• [DESCRIPTION OF THE TASK]:
Change every "navy baseball cap" in the lines below to "dark blue baseball cap" and leave the rest of the lines as they are. Omit the pictures from your answer.

• [LISTING]:

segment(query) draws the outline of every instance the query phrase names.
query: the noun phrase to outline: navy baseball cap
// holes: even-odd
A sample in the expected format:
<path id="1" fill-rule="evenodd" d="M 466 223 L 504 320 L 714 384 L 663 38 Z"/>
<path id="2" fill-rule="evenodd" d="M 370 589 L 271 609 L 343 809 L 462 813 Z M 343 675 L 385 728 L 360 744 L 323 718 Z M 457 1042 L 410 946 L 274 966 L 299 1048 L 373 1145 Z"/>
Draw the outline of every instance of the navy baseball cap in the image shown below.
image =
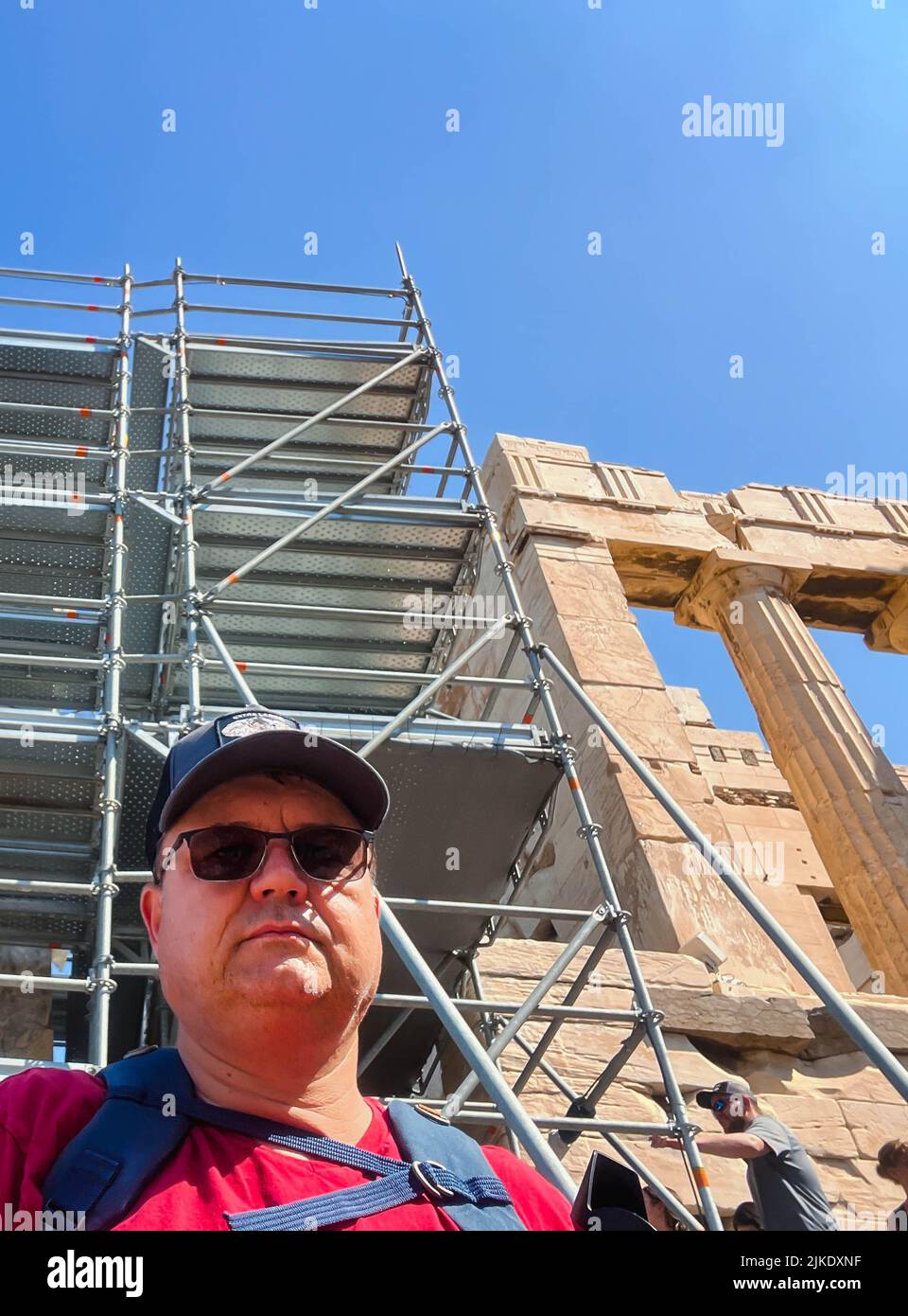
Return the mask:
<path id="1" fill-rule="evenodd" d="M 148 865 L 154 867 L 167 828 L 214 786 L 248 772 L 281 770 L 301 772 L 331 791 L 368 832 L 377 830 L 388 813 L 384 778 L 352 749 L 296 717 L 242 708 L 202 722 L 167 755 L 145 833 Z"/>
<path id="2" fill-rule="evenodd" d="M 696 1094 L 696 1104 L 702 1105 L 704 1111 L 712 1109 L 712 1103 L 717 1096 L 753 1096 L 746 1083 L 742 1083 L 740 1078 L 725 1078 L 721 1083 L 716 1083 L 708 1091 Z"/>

• [COMPLETE ANSWER]:
segment(query) draws the outline of every instance the query phrase names.
query: the noun phrase to outline: dark blue baseball cap
// holes: even-odd
A sample in the expected format:
<path id="1" fill-rule="evenodd" d="M 466 223 L 504 320 L 714 384 L 663 38 Z"/>
<path id="2" fill-rule="evenodd" d="M 370 589 L 271 609 L 343 809 L 462 813 Z M 343 675 L 385 728 L 360 744 L 323 718 Z M 457 1042 L 410 946 L 274 966 L 299 1048 L 373 1145 Z"/>
Draw the outline of every instance of the dark blue baseball cap in the image shown below.
image =
Return the mask:
<path id="1" fill-rule="evenodd" d="M 148 865 L 154 867 L 167 828 L 214 786 L 248 772 L 281 770 L 301 772 L 331 791 L 368 832 L 377 830 L 388 813 L 384 778 L 352 749 L 296 717 L 242 708 L 202 722 L 167 755 L 145 833 Z"/>
<path id="2" fill-rule="evenodd" d="M 696 1094 L 696 1104 L 702 1105 L 704 1111 L 712 1109 L 712 1103 L 717 1096 L 753 1096 L 746 1083 L 742 1083 L 740 1078 L 725 1078 L 721 1083 L 716 1083 L 708 1091 Z"/>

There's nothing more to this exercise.